##### BEREITGESTELLTER AUSZUG

Woooouh! Ich sollte eindeutig weniger Kaffee trinken.


----------



## Traklar (24. Juni 2010)

Goblins:


Seit je her ein Bündnispartner der Horde bzw. Neutrale. Warum sollte also Arthas nicht Goblins zu Dks machen lassen. Ein paar fähige Gobliningis wären sicher nicht schlecht und die Staatskasse könnte man auch mal wieder auffüllen lassen, Arthas braucht ein neues Schwert.

Worgen:

Arugal wurde in den Grizzlyhills wiederbelebt und zaubert da ein paar Worgen hervor, also auch eine gute Möglichkeit zu sagen, die Worgen dürfen DKs werden.


Man könnte ja sagen, beide Völker (Kezan und Gilneas) nehmen die Abtrünnigen auf, wie Thrall und Varian die anderen Völker.

Ich wäre aber trotzdem dafür Goblin und Worgen Dks erst ab dem ersten 80er pro Server zu erlauben.

Und Dks rein von der Story mit Tot von Arthas... könnte man durch das Phasing umgehen, halt immer noch der Moment als Arthas lebt und vielleicht wird die alte Welt erst verändert, nachdem man lvl 75 oder so erreicht hat, werden wir ja noch sehen.


----------



## The Paladin (24. Juni 2010)

Ich würde einfach mal sagen:

Blizzard macht die Lore nicht kaputt, Blizzard erweitert die Geschichte. Die Geschichte von Warcraft härte eigentlich mit Classic auf, BC kam dazu und mit BC eine neue Lore, die Geschichte von Illidan, Kael und Vashj. Somit erfuhr man was nach Warcraft 3 FT passiert ist mit denen.

Dann kam WotLK, da erfahren wir alles über Arthas und den Rest im Norden.

##########

[GESTELLTE AUFGABE 1]
Gib den Forumsauszug ab „Man könnte ja“ bis einschließlich „Paladin (24. Juni 2010)“ noch einmal wieder und tausche dabei „Server“ gegen „Realm“ aus.

##### EINGABE ZUR AUFGABE

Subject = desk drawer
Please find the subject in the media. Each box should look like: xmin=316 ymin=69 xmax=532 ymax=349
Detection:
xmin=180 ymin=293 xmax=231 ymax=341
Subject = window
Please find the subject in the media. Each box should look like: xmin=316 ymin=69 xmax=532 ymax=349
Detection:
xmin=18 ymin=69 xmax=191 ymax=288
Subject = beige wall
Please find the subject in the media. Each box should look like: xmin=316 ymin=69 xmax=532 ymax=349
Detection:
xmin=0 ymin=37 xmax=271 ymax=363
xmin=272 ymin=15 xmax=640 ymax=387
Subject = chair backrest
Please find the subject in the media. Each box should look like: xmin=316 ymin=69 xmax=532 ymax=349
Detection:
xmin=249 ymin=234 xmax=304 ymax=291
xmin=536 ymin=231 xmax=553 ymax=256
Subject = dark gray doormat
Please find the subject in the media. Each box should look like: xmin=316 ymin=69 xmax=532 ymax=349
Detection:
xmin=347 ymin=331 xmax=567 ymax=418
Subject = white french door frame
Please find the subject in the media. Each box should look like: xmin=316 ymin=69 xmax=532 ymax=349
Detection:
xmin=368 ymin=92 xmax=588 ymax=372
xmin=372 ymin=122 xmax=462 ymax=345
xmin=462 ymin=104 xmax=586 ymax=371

##########

[GESTELLTE AUFGABE 2]
Wandle sämtliche Zeilen der obigen Liste in eine Markdown-Tabelle mit den Spalten „Nr“ und „Zeile“ um und lass Leerzeilen dabei weg.

[SCHRIFTLICHE ANTWORT 1]
Man könnte ja sagen, beide Völker (Kezan und Gilneas) nehmen die Abtrünnigen auf, wie Thrall und Varian die anderen Völker.

Ich wäre aber trotzdem dafür Goblin und Worgen Dks erst ab dem ersten 80er pro Realm zu erlauben.

Und Dks rein von der Story mit Tot von Arthas... könnte man durch das Phasing umgehen, halt immer noch der Moment als Arthas lebt und vielleicht wird die alte Welt erst verändert, nachdem man lvl 75 oder so erreicht hat, werden wir ja noch sehen.


----------



## The Paladin (24. Juni 2010)

[SCHRIFTLICHE ANTWORT 2]
| Nr | Zeile |
|---|---|
| 1 | Subject = desk drawer |
| 2 | Please find the subject in the media. Each box should look like: xmin=316 ymin=69 xmax=532 ymax=349 |
| 3 | Detection: |
| 4 | xmin=180 ymin=293 xmax=231 ymax=341 |
| 5 | Subject = window |
| 6 | Please find the subject in the media. Each box should look like: xmin=316 ymin=69 xmax=532 ymax=349 |
| 7 | Detection: |
| 8 | xmin=18 ymin=69 xmax=191 ymax=288 |
| 9 | Subject = beige wall |
| 10 | Please find the subject in the media. Each box should look like: xmin=316 ymin=69 xmax=532 ymax=349 |
| 11 | Detection: |
| 12 | xmin=0 ymin=37 xmax=271 ymax=363 |
| 13 | xmin=272 ymin=15 xmax=640 ymax=387 |
| 14 | Subject = chair backrest |
| 15 | Please find the subject in the media. Each box should look like: xmin=316 ymin=69 xmax=532 ymax=349 |
| 16 | Detection: |
| 17 | xmin=249 ymin=234 xmax=304 ymax=291 |
| 18 | xmin=536 ymin=231 xmax=553 ymax=256 |
| 19 | Subject = dark gray doormat |
| 20 | Please find the subject in the media. Each box should look like: xmin=316 ymin=69 xmax=532 ymax=349 |
| 21 | Detection: |
| 22 | xmin=347 ymin=331 xmax=567 ymax=418 |
| 23 | Subject = white french door frame |
| 24 | Please find the subject in the media. Each box should look like: xmin=316 ymin=69 xmax=532 ymax=349 |
| 25 | Detection: |
| 26 | xmin=368 ymin=92 xmax=588 ymax=372 |
| 27 | xmin=372 ymin=122 xmax=462 ymax=345 |
| 28 | xmin=462 ymin=104 xmax=586 ymax=371 |